Could you copy out the lines of the records below without any changes, beginning at the line that contains "Question. Locate the scattered" and stopping after the line that contains "x=574 y=376"? Output only those lines.

## Dataset excerpts
* Start *
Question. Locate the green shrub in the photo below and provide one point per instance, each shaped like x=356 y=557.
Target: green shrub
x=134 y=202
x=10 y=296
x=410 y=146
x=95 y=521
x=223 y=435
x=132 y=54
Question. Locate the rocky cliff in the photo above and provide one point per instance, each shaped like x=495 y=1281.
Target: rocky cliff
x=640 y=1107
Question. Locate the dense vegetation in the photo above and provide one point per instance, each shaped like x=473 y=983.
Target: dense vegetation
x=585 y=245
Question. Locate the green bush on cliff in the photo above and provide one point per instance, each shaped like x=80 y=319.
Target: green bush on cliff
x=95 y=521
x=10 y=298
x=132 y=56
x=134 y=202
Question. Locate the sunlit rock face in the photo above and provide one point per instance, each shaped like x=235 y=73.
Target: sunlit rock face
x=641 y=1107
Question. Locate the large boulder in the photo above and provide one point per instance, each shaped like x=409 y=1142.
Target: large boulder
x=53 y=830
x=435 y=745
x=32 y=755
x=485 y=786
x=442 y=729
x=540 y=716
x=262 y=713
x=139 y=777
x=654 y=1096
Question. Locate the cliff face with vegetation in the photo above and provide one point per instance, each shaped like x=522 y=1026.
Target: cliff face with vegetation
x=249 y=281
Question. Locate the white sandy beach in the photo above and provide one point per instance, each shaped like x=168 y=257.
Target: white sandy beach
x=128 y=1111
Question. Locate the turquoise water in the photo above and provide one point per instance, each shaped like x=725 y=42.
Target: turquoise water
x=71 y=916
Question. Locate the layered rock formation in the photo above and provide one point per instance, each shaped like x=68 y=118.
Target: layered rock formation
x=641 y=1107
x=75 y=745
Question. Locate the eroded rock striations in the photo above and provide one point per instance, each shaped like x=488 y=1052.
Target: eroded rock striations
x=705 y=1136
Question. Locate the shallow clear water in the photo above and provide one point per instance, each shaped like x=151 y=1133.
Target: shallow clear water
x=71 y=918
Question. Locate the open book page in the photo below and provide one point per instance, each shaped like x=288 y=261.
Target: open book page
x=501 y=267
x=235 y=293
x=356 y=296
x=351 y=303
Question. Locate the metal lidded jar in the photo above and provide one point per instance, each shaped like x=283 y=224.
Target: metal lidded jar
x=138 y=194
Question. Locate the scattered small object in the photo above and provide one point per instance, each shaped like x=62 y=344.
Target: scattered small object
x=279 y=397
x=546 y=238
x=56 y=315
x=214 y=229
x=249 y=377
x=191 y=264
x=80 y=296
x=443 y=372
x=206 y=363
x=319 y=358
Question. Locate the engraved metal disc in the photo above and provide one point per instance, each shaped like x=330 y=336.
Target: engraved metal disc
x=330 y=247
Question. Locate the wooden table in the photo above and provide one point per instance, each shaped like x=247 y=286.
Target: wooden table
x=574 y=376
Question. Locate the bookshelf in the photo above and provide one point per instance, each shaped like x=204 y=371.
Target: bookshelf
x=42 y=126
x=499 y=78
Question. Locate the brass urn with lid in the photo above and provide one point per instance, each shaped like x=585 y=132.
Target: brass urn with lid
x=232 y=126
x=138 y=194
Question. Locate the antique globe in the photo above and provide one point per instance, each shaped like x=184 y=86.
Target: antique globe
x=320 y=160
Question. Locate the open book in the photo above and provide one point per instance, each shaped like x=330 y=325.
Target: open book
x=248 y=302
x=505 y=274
* End *
## Reply to the exercise
Question. Locate the scattered small object in the photo above and provide one point per instance, each shaped like x=62 y=344.
Target: scattered small object
x=279 y=397
x=546 y=238
x=56 y=315
x=214 y=229
x=249 y=377
x=191 y=264
x=80 y=296
x=443 y=372
x=206 y=363
x=319 y=358
Question. Locate the engraved metal disc in the photo above and provide one point per instance, each shaped like x=330 y=336.
Target: engraved metal disc
x=330 y=247
Question. Locate the wooden table in the photo above and provide one point per instance, each shaped like x=247 y=286.
Target: wooden table
x=574 y=376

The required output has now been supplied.